Snowflake Clustering Keys: Best Practice

Rewritten: 6th January 2024

Having worked as a solution architect advising over 100 Snowflake customers, I believe Snowflake Clustering keys are one of the most misunderstood and misused tools to maximize query performance. 

In this article, I will explain:

After reading this article, you'll fully appreciate this challenging but hugely rewarding technique to maximize query performance.

What are Micro Partitions in Snowflake?

Before we discuss Snowflake Clustering, it’s important to understand micro partitions in Snowflake and how Snowflake physically stores data.

Unlike many OLTP systems like Oracle, which store data in row format in relatively small blocks, Snowflake stores data in Columnar format in huge 16MB compressed blocks called micro-partitions.  Micro-partitions in Snowflake are the physical unit of storage, locking, and I/O and Snowflake typically store up to 500MB of raw data in a single micro-partition – which can include thousands of rows. 

The two data storage methods are illustrated in the diagram below:

Row Vs. Column Storage

Snowflake stores data in micro-partitions in columnar format because research has demonstrated that columnar-based storage is around 50 times faster than row-stores for data warehouse queries.  It also has the huge advantage of maximizing data compression and therefore helps to eliminate the I/O bottleneck in reading data from slower disk storage.

Snowflake - Column Optimised Data Storage

The diagram above illustrates how data is loaded into Snowflake.  It shows data files that store data in row format are converted to columnar format and the data is compressed into micro-partitions before being loaded.

Column stores are around 50 times faster than row stores in data warehouse queries
— Professor Mike Stonebraker. MIT

The process of loading micro partitions in Snowflake is a lot more complex, but the diagram below illustrates the overall steps taken.

Snowflake - Data Loading

The process of loading data into Snowflake includes: 

  1. As data is loaded into Snowflake, the Cloud Services layer automatically stores metadata statistics about the data being loaded.  These include (for reasons which will become clear later), the minimum and maximum value of every column in every micro-partition.

    As statistics are automatically captured, it means subsequent queries can immediately use the data to maximize query performance.

  2.  The virtual warehouse physically constructs the micro-partitions, compressing every column using a potentially different compression algorithm and capturing the statistics for the cloud services layer.

  3. When the data is committed, it is written to slower disk storage on the cloud provider.  This is S3 on AWS or blob storage on Azure or Google and is much slower than the super-fast SSD in the virtual warehouse layer.

• ACTION ITEM A:
Print the part of the Snowflake article between "Snowflake stores data in micro-partitions" and "overall steps taken.", inclusive, word for word.
• ACTION ITEM B:
Output the listing word for word, from its first line through the line holding "box: [19, 67, 732, 531]", inclusive.
The Snowflake article and the listing after it have no connection to each other.

• DATA EXCERPTS:
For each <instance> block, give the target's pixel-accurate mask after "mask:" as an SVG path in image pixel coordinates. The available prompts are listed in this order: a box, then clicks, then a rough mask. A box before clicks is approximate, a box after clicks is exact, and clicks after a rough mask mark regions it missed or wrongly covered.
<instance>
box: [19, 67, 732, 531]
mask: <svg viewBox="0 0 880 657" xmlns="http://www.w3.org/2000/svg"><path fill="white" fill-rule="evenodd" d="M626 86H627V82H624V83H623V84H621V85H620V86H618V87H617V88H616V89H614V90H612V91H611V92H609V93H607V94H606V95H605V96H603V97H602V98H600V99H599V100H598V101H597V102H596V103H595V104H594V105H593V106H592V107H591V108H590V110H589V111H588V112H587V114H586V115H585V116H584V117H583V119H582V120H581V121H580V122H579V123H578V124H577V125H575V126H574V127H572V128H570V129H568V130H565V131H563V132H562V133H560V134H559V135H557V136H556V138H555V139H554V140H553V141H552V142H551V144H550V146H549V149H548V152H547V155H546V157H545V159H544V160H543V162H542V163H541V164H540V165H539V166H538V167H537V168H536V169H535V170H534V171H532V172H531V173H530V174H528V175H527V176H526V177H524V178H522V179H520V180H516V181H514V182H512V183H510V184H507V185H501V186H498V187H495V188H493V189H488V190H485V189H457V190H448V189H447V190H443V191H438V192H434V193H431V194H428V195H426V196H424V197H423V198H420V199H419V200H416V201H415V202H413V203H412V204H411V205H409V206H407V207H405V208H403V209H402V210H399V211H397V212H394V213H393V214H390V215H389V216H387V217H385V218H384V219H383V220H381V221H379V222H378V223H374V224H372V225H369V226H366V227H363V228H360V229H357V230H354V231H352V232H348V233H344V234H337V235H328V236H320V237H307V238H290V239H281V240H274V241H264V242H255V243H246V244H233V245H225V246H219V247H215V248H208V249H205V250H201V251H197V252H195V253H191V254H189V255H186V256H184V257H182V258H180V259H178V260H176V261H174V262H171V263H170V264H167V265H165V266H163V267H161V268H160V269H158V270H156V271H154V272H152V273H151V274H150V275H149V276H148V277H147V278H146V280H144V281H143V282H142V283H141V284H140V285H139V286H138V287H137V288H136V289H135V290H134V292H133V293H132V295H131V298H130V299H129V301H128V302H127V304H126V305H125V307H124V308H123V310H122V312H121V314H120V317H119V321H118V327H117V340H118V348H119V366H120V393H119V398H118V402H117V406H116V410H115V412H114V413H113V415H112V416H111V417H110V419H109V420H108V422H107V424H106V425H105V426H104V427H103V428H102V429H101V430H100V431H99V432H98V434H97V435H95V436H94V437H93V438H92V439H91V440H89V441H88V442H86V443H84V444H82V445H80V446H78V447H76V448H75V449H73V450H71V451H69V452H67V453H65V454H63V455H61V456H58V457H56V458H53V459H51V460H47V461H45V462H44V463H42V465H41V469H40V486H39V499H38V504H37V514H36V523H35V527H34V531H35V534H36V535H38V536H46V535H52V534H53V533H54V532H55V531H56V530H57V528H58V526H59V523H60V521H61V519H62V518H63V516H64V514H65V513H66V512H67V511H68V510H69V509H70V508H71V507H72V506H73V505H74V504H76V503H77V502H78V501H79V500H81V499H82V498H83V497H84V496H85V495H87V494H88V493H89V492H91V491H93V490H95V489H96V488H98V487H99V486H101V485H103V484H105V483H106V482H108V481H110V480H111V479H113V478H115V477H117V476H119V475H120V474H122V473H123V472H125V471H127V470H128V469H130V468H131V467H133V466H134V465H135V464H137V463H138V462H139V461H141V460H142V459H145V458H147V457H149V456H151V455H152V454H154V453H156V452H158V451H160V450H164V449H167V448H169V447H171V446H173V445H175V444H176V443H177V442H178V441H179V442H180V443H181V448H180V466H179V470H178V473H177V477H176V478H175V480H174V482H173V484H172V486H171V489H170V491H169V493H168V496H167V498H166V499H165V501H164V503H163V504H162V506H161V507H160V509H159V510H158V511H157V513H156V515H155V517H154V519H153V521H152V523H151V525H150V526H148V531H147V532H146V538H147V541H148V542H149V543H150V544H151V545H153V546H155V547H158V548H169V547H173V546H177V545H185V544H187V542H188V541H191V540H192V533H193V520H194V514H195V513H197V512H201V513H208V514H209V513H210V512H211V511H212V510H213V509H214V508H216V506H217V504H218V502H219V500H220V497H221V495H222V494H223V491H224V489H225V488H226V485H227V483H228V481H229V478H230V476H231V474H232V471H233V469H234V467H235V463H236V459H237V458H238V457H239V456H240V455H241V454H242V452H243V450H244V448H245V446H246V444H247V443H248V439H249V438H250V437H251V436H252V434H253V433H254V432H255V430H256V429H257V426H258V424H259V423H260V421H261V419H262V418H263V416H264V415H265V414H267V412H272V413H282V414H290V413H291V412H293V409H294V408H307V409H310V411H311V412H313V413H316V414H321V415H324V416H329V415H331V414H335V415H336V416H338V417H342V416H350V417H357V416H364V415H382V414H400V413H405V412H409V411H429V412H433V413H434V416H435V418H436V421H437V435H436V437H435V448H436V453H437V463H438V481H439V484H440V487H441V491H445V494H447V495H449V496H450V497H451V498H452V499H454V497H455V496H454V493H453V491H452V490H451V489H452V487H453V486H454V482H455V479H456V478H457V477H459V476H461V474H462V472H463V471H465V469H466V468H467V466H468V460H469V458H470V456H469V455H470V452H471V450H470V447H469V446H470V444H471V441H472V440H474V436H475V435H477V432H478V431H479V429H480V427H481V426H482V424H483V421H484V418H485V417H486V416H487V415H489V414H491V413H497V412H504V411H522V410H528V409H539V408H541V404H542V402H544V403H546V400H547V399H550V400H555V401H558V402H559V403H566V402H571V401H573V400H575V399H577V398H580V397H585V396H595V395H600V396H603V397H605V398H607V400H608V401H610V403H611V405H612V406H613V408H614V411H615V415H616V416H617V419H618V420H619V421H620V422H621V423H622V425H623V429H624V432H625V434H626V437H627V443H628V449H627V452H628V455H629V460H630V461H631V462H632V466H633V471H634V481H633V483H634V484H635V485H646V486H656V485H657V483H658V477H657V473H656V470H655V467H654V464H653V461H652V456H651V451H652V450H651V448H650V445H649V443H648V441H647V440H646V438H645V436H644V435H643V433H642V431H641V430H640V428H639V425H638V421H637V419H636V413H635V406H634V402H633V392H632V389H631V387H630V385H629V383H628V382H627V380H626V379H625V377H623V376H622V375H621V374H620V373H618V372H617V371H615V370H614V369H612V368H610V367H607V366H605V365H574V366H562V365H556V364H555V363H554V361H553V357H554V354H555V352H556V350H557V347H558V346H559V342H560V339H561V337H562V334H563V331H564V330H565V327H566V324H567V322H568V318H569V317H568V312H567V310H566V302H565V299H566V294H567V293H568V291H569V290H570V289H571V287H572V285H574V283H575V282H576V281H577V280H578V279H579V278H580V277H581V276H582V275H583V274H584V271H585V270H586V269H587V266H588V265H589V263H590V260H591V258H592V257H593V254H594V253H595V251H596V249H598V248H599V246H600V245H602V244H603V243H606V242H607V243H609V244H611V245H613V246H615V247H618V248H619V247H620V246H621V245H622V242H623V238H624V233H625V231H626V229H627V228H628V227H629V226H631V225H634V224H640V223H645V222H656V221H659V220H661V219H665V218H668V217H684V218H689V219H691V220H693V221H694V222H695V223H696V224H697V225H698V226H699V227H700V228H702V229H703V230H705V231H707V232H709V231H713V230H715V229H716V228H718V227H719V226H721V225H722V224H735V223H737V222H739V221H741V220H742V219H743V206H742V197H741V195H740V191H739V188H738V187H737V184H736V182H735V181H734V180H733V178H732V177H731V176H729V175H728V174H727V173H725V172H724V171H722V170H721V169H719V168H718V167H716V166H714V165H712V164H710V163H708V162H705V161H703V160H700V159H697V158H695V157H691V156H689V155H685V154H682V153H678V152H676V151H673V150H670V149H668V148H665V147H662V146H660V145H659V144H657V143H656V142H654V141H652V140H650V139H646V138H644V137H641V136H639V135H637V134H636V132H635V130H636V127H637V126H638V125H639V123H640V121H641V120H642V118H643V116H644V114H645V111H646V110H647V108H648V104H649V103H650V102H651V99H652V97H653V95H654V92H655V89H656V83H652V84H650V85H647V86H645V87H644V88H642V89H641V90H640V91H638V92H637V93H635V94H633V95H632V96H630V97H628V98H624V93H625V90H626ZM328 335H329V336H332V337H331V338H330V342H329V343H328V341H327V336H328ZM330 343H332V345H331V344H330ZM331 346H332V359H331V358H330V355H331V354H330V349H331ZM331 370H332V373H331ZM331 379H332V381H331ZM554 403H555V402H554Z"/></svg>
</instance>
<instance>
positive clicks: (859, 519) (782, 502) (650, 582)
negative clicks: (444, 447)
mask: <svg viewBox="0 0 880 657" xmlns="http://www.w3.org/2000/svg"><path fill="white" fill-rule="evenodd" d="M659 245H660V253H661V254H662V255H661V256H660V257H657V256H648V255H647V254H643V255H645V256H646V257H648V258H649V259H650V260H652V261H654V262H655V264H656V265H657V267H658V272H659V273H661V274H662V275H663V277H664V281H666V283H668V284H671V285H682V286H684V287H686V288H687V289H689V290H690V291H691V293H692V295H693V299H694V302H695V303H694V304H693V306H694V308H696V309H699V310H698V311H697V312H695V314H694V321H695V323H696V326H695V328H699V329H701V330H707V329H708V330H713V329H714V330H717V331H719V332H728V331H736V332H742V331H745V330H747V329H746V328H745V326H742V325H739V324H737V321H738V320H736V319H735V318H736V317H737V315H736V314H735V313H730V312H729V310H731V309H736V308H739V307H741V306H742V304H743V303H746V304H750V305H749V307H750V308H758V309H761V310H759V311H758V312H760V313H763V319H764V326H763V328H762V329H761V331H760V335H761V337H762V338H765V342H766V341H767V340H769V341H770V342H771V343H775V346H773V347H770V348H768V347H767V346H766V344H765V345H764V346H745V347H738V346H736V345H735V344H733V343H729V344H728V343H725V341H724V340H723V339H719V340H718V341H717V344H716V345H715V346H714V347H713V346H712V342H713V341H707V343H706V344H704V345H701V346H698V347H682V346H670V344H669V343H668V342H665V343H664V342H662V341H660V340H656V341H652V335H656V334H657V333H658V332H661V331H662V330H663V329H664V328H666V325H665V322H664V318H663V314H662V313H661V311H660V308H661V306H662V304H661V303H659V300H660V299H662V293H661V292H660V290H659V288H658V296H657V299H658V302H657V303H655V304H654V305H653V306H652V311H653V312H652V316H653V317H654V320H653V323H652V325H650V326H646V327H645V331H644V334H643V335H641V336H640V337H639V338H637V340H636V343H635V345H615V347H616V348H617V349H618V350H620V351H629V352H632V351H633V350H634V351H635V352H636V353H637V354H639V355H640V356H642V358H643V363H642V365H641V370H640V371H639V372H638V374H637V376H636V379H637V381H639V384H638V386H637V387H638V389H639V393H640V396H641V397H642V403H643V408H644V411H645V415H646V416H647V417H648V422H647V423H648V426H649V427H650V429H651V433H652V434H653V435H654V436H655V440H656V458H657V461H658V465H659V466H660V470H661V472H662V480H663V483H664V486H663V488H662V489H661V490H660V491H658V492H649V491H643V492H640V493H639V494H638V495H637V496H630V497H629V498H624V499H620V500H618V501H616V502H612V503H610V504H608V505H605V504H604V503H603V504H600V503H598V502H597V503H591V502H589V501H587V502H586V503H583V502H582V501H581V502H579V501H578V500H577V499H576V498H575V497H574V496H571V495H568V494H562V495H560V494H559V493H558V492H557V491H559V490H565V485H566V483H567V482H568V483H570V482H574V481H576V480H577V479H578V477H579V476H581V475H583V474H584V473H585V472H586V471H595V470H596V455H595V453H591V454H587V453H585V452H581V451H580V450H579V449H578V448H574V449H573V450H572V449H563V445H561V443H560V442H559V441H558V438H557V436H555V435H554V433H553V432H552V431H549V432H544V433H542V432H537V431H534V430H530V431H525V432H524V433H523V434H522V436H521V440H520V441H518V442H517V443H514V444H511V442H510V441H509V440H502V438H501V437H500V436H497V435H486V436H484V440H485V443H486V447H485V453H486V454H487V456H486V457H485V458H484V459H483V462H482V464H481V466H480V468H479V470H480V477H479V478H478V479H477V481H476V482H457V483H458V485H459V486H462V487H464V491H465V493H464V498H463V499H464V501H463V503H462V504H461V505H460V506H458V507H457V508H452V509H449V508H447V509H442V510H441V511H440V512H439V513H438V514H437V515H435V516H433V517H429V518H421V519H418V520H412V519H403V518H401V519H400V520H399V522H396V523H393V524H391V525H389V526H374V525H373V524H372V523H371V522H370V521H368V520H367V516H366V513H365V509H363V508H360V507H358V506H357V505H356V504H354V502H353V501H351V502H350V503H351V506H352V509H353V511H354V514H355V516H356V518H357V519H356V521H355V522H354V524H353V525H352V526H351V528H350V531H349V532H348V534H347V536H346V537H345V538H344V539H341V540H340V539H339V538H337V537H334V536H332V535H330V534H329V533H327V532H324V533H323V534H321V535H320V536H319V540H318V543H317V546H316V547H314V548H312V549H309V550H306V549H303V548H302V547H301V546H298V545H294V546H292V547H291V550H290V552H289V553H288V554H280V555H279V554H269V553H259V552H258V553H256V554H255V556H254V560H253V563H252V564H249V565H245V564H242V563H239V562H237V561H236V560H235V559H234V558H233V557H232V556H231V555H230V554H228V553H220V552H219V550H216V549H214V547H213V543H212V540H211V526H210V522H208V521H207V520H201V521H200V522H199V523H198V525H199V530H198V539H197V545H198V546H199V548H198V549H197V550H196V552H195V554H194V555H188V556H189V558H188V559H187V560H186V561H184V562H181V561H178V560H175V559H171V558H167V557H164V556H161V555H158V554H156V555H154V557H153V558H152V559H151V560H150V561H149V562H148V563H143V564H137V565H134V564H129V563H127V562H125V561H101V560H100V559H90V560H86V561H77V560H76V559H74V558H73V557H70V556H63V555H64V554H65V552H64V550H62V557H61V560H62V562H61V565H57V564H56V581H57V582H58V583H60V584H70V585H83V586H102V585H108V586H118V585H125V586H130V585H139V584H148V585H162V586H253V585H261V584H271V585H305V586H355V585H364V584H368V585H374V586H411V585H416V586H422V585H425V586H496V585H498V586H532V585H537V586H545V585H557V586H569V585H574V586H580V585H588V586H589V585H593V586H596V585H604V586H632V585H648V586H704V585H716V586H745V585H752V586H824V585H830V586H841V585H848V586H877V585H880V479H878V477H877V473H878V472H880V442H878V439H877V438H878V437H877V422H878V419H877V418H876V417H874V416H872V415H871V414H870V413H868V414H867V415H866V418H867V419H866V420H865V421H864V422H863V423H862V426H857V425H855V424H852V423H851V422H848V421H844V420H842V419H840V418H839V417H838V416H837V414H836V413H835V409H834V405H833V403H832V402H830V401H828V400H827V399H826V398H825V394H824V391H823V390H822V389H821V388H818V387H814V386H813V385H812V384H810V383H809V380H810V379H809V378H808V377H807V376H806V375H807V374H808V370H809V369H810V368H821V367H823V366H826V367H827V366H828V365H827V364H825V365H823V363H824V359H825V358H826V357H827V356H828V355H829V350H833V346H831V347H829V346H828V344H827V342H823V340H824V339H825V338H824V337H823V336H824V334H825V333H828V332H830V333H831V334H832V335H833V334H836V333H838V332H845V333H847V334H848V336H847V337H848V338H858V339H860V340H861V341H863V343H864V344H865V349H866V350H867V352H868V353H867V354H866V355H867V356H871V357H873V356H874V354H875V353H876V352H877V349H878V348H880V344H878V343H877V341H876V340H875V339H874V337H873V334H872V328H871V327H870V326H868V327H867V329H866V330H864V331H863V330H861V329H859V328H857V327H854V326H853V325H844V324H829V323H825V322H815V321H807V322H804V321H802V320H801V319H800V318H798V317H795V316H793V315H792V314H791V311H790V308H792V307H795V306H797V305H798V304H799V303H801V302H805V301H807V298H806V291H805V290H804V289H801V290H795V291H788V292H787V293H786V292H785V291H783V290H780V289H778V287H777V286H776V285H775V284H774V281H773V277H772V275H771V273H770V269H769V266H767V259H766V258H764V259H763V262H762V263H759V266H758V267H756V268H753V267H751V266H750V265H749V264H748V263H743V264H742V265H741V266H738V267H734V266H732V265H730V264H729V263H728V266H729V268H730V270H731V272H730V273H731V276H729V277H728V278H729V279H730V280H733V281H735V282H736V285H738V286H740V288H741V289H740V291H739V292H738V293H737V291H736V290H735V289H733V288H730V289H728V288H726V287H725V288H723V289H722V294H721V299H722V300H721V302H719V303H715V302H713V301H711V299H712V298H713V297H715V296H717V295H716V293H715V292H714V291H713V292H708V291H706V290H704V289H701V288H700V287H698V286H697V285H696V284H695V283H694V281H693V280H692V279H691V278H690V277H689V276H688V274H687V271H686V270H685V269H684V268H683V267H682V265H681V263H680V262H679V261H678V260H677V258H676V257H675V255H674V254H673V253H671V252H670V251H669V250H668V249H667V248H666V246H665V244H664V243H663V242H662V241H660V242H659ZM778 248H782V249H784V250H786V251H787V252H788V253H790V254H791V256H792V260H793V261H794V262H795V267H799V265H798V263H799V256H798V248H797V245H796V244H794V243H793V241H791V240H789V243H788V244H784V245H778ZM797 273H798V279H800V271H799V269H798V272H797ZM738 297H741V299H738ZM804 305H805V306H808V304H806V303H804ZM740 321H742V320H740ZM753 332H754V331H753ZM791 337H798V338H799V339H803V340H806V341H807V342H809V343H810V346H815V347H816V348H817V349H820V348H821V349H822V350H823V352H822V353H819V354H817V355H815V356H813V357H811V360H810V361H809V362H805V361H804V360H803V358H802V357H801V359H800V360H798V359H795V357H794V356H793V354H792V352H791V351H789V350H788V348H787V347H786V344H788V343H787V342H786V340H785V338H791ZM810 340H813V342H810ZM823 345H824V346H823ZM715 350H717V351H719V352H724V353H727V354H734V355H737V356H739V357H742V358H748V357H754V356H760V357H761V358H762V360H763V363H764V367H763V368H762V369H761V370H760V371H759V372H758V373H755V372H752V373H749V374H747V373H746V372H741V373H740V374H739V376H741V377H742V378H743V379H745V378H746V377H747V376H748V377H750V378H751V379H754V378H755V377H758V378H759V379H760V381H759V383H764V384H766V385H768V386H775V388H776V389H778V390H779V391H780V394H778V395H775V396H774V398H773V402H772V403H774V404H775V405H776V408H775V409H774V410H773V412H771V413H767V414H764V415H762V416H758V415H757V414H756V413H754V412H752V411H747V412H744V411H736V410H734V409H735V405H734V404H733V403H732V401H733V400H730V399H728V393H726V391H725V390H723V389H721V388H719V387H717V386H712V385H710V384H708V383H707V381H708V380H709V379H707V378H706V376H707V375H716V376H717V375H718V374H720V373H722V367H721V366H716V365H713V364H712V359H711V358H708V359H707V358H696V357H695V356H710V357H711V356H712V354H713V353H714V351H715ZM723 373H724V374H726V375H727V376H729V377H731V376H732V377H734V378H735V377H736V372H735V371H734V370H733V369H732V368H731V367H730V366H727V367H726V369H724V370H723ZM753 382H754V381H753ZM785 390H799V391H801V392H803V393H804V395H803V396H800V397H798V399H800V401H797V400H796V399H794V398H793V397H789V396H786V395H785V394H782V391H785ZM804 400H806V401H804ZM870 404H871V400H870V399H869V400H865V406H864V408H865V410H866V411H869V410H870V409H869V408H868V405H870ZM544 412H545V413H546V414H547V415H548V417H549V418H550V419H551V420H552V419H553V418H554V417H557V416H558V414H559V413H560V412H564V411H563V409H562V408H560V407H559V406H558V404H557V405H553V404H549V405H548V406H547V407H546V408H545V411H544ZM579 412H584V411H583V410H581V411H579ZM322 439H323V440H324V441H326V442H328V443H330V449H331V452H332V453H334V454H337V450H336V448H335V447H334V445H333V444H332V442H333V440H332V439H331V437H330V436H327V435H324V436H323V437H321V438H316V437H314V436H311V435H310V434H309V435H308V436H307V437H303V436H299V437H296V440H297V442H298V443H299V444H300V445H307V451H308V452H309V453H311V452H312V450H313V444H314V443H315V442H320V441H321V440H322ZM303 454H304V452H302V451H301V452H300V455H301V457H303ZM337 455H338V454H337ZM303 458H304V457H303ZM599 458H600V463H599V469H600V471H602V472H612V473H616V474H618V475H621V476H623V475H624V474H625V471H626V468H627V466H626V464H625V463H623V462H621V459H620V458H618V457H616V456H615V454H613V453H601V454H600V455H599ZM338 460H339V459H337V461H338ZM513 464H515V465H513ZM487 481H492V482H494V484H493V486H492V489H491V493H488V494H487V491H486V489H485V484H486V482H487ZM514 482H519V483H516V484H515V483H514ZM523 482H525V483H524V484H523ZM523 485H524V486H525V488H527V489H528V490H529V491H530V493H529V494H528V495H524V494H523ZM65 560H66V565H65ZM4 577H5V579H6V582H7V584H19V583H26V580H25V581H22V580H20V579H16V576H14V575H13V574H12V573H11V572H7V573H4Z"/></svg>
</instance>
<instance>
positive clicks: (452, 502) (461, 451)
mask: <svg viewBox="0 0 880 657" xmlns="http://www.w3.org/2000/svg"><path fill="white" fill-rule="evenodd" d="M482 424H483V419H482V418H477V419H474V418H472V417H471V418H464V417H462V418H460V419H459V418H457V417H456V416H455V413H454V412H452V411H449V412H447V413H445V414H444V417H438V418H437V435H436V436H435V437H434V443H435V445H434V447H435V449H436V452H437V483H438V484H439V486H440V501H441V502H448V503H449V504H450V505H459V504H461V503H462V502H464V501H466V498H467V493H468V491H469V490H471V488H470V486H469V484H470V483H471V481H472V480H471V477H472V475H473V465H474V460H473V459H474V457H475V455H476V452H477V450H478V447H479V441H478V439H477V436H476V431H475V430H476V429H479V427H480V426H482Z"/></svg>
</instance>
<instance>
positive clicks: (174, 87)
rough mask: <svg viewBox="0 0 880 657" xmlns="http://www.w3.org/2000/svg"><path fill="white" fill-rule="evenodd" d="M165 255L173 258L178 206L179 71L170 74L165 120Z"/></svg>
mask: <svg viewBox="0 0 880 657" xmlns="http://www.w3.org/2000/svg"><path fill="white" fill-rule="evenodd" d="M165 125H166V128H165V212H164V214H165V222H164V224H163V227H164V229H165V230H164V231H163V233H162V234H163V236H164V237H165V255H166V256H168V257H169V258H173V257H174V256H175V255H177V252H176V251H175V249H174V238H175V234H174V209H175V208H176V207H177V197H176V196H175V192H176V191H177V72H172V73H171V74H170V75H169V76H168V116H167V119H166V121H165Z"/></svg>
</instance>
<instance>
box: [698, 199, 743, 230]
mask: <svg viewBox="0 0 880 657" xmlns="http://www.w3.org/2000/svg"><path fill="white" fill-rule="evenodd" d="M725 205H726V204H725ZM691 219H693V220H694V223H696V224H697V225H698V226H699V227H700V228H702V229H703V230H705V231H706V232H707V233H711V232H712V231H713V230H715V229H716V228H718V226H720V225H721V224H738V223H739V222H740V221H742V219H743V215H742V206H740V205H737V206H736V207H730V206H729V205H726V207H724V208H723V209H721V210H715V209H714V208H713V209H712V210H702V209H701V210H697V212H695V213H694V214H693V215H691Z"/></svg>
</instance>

• WRITTEN SOLUTION A:
Snowflake stores data in micro-partitions in columnar format because research has demonstrated that columnar-based storage is around 50 times faster than row-stores for data warehouse queries.  It also has the huge advantage of maximizing data compression and therefore helps to eliminate the I/O bottleneck in reading data from slower disk storage.

Snowflake - Column Optimised Data Storage

The diagram above illustrates how data is loaded into Snowflake.  It shows data files that store data in row format are converted to columnar format and the data is compressed into micro-partitions before being loaded.

Column stores are around 50 times faster than row stores in data warehouse queries
— Professor Mike Stonebraker. MIT

The process of loading micro partitions in Snowflake is a lot more complex, but the diagram below illustrates the overall steps taken.

• WRITTEN SOLUTION B:
For each <instance> block, give the target's pixel-accurate mask after "mask:" as an SVG path in image pixel coordinates. The available prompts are listed in this order: a box, then clicks, then a rough mask. A box before clicks is approximate, a box after clicks is exact, and clicks after a rough mask mark regions it missed or wrongly covered.
<instance>
box: [19, 67, 732, 531]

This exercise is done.